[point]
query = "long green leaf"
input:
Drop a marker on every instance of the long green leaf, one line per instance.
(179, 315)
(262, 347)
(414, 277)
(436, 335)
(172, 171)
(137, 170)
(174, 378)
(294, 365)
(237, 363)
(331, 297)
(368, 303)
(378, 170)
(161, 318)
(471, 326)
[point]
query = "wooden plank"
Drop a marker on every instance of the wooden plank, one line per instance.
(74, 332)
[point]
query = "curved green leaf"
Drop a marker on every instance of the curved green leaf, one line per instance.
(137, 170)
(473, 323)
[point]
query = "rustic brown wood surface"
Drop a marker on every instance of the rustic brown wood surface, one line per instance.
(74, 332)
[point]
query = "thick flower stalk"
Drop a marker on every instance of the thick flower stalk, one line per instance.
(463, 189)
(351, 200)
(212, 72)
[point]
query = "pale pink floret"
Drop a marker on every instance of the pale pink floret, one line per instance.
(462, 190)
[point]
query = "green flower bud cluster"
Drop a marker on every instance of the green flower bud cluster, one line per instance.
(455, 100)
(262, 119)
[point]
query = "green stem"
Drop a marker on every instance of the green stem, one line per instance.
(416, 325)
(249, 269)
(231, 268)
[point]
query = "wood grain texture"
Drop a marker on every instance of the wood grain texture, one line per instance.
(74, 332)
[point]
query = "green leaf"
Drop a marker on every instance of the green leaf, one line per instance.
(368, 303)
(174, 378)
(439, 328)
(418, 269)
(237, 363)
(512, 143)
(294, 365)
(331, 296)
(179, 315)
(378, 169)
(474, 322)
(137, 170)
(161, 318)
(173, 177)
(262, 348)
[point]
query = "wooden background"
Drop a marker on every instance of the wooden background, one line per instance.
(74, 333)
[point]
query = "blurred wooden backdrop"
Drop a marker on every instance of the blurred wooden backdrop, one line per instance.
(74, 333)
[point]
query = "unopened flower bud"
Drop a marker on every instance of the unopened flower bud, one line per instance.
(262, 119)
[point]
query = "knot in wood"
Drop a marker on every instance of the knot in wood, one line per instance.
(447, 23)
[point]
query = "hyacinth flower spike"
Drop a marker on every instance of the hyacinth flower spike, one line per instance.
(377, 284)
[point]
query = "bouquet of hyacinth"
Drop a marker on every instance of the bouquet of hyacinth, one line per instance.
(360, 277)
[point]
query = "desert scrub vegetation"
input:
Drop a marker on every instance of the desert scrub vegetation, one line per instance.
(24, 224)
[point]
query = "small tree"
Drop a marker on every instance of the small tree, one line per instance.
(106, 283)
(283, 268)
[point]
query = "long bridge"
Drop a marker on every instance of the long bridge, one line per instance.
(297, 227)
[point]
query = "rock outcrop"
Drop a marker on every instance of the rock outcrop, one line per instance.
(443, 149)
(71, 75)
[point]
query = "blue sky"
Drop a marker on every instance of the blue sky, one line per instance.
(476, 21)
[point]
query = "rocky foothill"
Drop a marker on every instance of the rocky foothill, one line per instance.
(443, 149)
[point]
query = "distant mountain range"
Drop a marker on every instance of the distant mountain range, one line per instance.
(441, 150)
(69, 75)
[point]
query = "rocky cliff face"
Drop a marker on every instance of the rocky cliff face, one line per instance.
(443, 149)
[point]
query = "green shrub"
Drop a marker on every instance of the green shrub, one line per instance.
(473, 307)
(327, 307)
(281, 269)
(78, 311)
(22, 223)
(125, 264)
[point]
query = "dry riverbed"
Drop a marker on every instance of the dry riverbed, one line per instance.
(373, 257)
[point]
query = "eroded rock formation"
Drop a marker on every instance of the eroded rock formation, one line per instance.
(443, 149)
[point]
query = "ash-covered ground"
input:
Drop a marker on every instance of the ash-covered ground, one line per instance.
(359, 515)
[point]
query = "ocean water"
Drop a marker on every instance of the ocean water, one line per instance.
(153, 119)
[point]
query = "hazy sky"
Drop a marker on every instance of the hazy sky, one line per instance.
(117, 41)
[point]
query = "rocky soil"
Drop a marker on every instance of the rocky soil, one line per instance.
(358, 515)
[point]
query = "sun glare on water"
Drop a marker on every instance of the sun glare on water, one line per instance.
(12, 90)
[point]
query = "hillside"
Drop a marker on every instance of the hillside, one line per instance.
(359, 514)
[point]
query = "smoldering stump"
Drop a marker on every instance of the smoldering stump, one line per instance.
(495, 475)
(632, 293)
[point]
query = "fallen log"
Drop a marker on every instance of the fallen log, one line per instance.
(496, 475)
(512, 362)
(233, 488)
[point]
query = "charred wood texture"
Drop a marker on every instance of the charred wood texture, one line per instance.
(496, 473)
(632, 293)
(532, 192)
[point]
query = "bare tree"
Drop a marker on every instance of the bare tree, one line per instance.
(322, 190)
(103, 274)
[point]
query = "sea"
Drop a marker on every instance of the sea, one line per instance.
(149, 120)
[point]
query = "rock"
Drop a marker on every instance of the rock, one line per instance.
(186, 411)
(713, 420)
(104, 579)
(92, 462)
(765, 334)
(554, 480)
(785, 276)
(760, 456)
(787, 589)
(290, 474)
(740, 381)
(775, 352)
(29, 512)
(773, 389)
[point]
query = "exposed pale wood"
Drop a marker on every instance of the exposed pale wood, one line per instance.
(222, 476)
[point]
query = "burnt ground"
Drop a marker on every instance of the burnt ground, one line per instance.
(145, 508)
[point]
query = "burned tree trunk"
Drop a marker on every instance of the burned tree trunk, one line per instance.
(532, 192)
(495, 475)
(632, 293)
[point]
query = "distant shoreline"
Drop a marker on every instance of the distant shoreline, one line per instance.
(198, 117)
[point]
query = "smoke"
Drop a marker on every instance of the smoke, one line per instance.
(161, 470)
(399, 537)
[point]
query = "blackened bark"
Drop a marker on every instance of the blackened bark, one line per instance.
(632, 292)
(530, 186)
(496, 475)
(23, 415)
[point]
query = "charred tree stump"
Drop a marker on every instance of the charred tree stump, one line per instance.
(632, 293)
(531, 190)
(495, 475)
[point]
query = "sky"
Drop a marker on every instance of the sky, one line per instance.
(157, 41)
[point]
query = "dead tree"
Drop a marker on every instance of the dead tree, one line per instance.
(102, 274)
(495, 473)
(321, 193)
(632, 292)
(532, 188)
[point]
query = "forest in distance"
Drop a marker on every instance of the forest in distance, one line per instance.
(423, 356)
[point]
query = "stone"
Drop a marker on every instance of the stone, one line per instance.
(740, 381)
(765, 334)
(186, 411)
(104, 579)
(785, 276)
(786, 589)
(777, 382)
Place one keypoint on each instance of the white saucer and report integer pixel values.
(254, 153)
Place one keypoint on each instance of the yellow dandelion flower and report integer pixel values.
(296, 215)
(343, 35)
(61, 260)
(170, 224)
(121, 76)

**WRITTEN REQUEST**. Give back exactly the lines that run from the line with "Place one keypoint on each instance of the white" through the close of the material, counting both ends, and nothing more.

**EXERCISE OUTPUT**.
Place one keypoint on each instance of the white saucer and report integer pixel values.
(254, 153)
Place one keypoint on each instance of the yellow dandelion flower and report integer pixel values.
(296, 215)
(343, 35)
(61, 260)
(170, 224)
(121, 76)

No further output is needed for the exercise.